_TASK 1_: Using the Bloodhound passage, decide whether each statement agrees with it: (a) Only four Bloodhound prototypes were built. (b) The Air Ministry issued Specification 3/22 in 1924. (c) The first prototype was scrapped in 1931. Answer yes or no for each, and quote the deciding words.
_TASK 2_: Extract a portion of the Bloodhound passage unchanged. Start at "The Bristol Bloodhound" and end after "prototypes being built.".
_TASK 3_: According to the Bloodhound passage, in which air race was the first prototype flown?

The Bristol Bloodhound was a British two-seat reconnaissance/fighter aircraft designed and built by the Bristol Aeroplane Company as a possible replacement for the Bristol F.2 Fighter for the Royal Air Force. It was unsuccessful, only four prototypes being built.

==Development and design==
After the failure of the two-seat version of the Bristol Bullfinch, the requirement remained for an aircraft for the Royal Air Force to replace the Bristol F.2 Fighter. The Air Ministry therefore issued Specification 3/22 in 1922 for a two-seat fighter powered by a supercharged engine. Bristol's chief designer, Wilfred Reid (who had replaced Frank Barnwell when Barnwell emigrated to Australia), designed the Bristol Type 84 Bloodhound to meet this requirement, with Bristol deciding to build a prototype as a private venture.

The Bloodhound was a two-seat biplane with swept two-bay wings, powered by a Bristol Jupiter IV radial engine. It first flew at the end of May 1923. It was redesigned with a lengthened fuselage and revised wings when Frank Barnwell returned from Australia to resume his role as chief designer. The Air Ministry placed an order for three Bloodhounds to a revised specification (22/22), of which one was of all-metal construction and the other two fitted with wooden wings, the first of these flying on 4 February 1925. After evaluation by the Aeroplane and Armament Experimental Establishment at RAF Martlesham Heath and Farnborough, it was clear that the Bloodhound was not adequate for the role of replacing the F.2. The other aircraft being evaluated against the specification to replace the F.2 in the reconnaissance role, the Hawker Duiker, Armstrong Whitworth Wolf and de Havilland D.H.42 Dormouse, were also found lacking.

The first prototype was fitted with a new Jupiter V engine, and received a civil certificate of airworthiness before being flown in the 1925 King's Cup air race. It was then fitted with a Jupiter VI engine and long-range fuel tanks as an engine testbed, proving the reliability of the Jupiter for Imperial Airways before finally being scrapped in 1931.

Data items
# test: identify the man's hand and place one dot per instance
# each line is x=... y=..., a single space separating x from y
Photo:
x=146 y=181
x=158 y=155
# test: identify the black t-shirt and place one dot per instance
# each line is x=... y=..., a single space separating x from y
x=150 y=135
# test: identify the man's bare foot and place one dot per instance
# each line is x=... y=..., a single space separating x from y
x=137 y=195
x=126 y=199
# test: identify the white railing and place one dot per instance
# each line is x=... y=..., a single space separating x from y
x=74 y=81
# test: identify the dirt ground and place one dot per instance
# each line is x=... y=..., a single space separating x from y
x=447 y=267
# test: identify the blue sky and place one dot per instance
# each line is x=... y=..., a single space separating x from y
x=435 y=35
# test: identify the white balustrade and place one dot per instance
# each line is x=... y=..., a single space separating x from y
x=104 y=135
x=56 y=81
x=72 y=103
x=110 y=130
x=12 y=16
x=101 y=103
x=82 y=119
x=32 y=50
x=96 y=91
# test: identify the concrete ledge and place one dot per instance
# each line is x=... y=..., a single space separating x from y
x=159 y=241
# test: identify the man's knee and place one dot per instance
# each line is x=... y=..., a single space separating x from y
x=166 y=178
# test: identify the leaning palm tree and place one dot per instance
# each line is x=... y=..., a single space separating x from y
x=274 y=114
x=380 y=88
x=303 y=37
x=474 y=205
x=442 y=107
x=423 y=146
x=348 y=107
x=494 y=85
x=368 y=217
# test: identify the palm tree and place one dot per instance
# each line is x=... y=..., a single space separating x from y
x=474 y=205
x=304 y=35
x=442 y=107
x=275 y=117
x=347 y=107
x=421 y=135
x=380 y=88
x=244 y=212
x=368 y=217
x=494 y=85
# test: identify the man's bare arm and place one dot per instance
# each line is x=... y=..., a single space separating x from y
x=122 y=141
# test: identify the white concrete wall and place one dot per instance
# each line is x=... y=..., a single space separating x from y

_TASK RESULT 1_:
(a) Yes: "only four prototypes being built"
(b) No: "issued Specification 3/22 in 1922"
(c) Yes: "before finally being scrapped in 1931"

_TASK RESULT 2_:
The Bristol Bloodhound was a British two-seat reconnaissance/fighter aircraft designed and built by the Bristol Aeroplane Company as a possible replacement for the Bristol F.2 Fighter for the Royal Air Force. It was unsuccessful, only four prototypes being built.

_TASK RESULT 3_: The 1925 King's Cup air race.